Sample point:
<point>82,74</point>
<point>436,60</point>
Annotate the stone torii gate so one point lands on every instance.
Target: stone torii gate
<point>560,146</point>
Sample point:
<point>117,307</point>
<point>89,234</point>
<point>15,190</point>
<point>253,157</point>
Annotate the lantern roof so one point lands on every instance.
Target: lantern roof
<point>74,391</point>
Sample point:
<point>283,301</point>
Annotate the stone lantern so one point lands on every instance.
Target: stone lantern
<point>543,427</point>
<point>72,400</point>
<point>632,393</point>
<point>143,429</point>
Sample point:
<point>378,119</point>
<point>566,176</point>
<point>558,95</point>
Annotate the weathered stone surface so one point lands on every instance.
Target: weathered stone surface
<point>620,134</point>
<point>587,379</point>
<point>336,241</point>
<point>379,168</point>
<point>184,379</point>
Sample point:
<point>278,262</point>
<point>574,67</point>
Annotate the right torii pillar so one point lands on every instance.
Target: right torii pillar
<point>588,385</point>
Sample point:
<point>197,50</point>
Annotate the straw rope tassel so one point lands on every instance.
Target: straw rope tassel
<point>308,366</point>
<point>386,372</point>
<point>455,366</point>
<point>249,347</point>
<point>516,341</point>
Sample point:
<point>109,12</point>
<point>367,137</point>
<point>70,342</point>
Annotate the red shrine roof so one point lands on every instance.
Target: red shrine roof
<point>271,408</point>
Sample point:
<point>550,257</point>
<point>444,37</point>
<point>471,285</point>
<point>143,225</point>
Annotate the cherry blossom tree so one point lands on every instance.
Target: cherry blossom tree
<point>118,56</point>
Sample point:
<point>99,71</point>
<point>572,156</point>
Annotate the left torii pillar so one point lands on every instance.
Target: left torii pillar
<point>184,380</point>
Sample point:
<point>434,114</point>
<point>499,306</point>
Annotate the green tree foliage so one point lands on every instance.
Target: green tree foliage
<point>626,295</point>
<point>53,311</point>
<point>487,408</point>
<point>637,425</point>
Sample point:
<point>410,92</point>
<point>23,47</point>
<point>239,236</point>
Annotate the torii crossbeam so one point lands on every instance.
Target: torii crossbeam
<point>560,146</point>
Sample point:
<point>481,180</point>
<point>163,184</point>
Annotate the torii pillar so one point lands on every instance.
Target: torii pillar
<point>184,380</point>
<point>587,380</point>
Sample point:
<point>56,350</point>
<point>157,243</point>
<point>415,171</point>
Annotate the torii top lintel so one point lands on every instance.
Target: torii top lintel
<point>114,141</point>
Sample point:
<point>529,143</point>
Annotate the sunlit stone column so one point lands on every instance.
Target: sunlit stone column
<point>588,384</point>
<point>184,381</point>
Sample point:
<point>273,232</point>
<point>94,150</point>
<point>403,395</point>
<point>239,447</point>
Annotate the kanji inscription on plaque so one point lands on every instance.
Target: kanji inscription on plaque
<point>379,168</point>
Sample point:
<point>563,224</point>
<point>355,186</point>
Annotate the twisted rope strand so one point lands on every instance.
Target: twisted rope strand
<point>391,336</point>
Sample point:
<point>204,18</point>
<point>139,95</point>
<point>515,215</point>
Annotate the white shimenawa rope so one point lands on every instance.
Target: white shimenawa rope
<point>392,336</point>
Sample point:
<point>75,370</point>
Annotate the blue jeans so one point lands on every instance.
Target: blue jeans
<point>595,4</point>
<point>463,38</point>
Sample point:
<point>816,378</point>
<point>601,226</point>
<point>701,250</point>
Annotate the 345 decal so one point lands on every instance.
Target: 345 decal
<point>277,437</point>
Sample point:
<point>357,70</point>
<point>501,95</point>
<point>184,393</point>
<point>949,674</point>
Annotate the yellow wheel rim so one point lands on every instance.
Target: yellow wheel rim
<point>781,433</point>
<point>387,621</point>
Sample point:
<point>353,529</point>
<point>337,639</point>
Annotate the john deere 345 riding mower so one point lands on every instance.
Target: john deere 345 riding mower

+---+

» Exercise objective
Copy each line above where "deere" appears.

» Exercise solution
Annotate the john deere 345 riding mower so one point lands on every instance.
Target: john deere 345 riding mower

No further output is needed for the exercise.